(Natural language region descriptions)

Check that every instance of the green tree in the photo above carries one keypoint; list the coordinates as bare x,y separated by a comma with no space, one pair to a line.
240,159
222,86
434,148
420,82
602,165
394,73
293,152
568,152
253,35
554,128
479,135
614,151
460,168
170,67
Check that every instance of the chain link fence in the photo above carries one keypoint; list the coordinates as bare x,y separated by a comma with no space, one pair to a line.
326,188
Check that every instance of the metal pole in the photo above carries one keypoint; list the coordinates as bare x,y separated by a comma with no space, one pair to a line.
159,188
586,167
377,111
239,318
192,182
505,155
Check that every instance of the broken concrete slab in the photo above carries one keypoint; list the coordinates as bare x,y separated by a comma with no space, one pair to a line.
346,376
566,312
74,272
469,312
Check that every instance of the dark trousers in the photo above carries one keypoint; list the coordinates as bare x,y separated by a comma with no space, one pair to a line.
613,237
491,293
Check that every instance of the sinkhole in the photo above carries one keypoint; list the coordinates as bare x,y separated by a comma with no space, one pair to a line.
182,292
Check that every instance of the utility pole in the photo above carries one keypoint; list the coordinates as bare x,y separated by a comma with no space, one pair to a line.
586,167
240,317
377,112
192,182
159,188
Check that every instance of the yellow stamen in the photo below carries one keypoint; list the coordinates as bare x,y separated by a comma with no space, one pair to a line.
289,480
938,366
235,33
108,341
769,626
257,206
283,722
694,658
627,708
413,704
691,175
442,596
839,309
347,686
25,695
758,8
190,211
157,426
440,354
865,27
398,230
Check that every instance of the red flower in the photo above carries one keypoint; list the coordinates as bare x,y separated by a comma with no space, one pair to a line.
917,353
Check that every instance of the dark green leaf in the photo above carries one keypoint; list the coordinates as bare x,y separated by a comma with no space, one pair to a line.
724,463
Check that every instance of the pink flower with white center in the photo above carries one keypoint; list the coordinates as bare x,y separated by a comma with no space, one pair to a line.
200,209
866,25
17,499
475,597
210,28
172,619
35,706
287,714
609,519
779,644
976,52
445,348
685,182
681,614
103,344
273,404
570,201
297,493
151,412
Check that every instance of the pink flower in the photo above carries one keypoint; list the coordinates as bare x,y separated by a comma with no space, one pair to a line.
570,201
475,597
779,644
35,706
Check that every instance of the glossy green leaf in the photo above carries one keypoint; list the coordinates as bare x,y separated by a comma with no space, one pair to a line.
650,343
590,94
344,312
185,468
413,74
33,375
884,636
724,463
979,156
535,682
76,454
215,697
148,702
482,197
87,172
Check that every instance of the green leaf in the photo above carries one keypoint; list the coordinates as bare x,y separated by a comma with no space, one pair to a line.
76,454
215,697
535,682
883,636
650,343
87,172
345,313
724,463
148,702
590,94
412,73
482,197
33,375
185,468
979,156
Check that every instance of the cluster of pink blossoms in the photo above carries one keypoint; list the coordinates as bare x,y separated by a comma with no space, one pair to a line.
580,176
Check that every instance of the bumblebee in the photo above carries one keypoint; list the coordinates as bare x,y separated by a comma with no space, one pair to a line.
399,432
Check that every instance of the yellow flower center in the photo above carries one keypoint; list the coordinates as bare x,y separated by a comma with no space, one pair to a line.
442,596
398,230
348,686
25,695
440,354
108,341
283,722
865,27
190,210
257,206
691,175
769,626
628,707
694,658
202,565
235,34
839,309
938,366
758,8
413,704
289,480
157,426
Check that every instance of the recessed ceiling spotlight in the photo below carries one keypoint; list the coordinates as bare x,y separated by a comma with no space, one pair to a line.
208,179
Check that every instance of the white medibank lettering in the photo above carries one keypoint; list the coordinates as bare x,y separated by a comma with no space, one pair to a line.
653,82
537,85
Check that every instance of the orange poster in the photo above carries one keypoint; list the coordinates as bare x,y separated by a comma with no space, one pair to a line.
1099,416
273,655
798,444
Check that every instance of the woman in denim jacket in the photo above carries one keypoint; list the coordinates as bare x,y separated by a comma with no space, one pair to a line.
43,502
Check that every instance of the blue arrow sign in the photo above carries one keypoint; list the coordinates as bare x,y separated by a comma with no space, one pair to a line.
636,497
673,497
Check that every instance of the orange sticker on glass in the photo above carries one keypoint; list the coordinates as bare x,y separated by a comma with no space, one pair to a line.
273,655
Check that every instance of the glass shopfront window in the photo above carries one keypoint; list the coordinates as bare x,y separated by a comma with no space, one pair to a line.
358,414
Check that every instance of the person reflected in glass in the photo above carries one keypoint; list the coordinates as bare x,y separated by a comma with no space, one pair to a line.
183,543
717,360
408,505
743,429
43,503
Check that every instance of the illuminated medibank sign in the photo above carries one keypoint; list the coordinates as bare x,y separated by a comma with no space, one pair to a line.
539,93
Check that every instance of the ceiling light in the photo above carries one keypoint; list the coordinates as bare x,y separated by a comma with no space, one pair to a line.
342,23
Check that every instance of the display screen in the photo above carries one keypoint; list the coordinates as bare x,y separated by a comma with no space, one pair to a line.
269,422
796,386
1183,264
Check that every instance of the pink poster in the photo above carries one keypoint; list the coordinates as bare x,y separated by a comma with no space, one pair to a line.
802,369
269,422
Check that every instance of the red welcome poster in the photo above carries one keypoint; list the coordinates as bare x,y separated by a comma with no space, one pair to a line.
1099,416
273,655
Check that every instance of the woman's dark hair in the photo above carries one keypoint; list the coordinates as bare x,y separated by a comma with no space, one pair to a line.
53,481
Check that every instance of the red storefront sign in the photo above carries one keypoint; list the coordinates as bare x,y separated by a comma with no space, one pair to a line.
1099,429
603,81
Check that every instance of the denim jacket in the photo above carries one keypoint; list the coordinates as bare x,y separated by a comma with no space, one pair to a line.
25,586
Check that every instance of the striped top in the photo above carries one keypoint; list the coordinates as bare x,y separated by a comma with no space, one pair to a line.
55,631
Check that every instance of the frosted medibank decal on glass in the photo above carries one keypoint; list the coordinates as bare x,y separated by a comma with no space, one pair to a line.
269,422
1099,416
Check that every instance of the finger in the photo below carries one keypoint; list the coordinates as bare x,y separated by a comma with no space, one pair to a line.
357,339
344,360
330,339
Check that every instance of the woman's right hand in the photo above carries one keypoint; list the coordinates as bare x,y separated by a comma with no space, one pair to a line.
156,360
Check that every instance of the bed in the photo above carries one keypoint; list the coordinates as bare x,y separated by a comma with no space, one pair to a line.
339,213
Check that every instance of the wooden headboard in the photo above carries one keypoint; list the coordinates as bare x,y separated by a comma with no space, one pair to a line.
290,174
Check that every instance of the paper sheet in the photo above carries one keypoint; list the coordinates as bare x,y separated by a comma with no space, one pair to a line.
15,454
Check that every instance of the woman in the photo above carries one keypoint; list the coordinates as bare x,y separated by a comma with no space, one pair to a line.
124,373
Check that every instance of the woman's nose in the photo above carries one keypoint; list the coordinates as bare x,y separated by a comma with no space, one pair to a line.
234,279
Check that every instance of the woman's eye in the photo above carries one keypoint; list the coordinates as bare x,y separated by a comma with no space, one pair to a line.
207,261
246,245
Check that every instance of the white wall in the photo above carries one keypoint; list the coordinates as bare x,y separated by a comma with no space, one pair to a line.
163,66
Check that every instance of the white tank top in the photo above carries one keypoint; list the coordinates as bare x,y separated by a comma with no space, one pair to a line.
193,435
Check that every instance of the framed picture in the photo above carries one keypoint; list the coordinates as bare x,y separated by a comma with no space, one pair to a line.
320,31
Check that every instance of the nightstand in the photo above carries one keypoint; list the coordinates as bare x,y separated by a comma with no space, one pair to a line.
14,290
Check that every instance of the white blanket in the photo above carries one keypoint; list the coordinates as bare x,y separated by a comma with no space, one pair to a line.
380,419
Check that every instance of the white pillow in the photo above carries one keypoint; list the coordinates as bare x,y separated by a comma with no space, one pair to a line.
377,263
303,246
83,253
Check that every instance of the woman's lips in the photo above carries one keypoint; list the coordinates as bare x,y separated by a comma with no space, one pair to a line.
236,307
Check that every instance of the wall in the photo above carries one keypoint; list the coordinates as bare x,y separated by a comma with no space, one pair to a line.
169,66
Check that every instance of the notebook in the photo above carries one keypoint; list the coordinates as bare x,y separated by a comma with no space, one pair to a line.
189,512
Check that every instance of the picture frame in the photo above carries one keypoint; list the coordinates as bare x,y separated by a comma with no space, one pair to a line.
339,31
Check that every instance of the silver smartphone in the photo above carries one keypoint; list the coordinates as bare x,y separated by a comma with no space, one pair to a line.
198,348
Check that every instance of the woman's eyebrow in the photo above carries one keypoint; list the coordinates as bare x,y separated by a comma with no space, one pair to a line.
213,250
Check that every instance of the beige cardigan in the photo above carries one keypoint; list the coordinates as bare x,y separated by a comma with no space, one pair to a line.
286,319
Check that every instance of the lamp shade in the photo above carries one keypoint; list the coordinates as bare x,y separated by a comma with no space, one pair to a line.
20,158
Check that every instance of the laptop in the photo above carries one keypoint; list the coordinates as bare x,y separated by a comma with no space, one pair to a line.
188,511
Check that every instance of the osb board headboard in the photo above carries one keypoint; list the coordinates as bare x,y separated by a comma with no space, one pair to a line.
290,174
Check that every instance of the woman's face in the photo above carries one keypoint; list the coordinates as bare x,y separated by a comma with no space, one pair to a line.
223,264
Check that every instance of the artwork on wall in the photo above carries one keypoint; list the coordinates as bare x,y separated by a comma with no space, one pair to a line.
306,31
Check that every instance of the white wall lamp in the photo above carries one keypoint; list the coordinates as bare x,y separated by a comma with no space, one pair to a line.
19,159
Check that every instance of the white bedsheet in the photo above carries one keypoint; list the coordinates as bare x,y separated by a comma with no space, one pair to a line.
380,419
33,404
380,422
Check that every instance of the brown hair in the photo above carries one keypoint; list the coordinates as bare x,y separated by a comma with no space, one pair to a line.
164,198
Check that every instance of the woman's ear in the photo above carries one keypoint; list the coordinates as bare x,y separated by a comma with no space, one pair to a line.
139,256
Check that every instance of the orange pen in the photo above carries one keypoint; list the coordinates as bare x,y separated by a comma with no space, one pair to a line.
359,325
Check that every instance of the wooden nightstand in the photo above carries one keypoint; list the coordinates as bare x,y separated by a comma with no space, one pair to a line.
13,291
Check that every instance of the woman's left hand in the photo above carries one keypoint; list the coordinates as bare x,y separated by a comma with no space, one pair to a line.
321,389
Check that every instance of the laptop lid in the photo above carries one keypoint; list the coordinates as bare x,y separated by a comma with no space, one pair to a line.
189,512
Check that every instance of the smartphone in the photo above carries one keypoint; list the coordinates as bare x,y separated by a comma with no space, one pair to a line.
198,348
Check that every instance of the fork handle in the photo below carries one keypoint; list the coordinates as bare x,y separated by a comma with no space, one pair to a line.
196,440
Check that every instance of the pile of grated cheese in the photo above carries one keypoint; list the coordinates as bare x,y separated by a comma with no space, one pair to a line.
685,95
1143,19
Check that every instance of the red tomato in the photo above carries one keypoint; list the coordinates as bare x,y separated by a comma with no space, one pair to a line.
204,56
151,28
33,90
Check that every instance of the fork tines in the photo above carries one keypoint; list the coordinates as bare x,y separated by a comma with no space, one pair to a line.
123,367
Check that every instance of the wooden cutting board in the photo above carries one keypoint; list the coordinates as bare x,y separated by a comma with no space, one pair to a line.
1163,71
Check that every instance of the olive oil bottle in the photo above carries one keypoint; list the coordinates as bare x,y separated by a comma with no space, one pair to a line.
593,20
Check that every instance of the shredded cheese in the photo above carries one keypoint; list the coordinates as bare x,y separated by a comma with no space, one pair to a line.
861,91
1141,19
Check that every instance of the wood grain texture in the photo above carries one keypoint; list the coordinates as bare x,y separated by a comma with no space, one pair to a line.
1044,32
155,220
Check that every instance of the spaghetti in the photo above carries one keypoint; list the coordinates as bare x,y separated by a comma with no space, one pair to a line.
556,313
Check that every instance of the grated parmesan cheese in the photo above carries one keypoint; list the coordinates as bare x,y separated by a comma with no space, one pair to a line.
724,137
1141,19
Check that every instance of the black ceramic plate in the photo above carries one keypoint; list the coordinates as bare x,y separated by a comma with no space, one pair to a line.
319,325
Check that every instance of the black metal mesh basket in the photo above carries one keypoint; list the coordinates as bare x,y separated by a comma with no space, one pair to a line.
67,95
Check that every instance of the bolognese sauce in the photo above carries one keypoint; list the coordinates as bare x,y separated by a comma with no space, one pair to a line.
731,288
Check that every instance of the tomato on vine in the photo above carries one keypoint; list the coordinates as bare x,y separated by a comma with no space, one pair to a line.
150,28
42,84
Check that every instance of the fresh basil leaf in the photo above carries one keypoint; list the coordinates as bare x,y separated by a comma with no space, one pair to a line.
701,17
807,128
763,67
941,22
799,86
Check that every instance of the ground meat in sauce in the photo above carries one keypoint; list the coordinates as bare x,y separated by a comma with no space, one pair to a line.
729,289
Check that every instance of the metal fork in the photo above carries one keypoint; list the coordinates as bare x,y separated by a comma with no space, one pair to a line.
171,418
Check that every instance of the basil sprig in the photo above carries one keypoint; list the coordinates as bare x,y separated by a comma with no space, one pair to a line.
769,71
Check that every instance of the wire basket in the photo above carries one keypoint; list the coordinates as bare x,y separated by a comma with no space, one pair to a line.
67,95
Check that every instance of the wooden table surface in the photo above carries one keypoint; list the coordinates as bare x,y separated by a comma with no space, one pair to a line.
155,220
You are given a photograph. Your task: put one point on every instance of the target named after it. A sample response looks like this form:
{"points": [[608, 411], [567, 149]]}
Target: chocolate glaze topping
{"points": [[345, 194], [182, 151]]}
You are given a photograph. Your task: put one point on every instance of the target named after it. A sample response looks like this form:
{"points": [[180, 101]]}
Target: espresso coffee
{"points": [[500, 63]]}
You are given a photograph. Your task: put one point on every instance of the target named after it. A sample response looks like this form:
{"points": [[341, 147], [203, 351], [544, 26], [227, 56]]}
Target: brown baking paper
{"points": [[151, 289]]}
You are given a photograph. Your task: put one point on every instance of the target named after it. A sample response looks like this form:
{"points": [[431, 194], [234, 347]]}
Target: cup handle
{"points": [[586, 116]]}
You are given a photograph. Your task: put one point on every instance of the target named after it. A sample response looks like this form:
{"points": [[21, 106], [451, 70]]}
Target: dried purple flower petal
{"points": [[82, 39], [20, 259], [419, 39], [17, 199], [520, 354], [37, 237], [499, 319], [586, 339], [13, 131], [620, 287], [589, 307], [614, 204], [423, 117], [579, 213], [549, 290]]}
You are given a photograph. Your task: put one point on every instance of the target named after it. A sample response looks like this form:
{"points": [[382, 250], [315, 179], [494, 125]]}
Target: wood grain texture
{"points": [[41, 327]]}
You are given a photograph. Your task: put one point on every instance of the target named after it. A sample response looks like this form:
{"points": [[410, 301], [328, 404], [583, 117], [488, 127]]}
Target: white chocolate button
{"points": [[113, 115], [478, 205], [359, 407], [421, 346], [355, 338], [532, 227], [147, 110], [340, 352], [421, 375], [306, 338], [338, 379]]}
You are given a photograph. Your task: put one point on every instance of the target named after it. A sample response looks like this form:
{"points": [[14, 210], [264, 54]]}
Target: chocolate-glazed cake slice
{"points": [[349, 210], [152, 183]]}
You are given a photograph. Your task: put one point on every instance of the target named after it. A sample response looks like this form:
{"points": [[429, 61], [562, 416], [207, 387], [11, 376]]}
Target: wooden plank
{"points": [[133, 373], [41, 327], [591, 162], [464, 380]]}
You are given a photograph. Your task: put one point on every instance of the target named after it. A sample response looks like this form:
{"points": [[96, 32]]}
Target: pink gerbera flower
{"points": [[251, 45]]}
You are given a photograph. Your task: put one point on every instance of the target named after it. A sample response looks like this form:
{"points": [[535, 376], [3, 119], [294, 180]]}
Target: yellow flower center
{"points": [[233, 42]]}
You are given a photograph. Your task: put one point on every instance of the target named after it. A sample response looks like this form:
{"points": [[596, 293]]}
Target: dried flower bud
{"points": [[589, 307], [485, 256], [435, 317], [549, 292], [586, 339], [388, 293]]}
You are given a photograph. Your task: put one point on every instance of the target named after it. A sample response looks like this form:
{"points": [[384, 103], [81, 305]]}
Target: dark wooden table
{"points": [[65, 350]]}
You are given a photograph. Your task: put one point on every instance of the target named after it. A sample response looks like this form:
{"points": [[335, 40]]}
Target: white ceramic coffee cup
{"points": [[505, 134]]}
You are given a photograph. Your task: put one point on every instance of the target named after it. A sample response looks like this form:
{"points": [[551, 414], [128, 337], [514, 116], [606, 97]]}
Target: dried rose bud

● **Task details**: Begin with the line containing "Target: dark wooden table" and retype it and each line after it through the end of the records, keeping them exact and including nothing more.

● **Response to this exercise**:
Target: dark wooden table
{"points": [[65, 350]]}
You are given a photograph. Your task: put one point on every instance of the target named after it. A sample response looks like this form:
{"points": [[335, 40]]}
Target: white ceramic coffee cup
{"points": [[505, 134]]}
You are given a photograph. Your task: put one point on every instance of the target named after it. A sample response looks like this form:
{"points": [[551, 414], [128, 337], [514, 116], [606, 97]]}
Target: dried rose bud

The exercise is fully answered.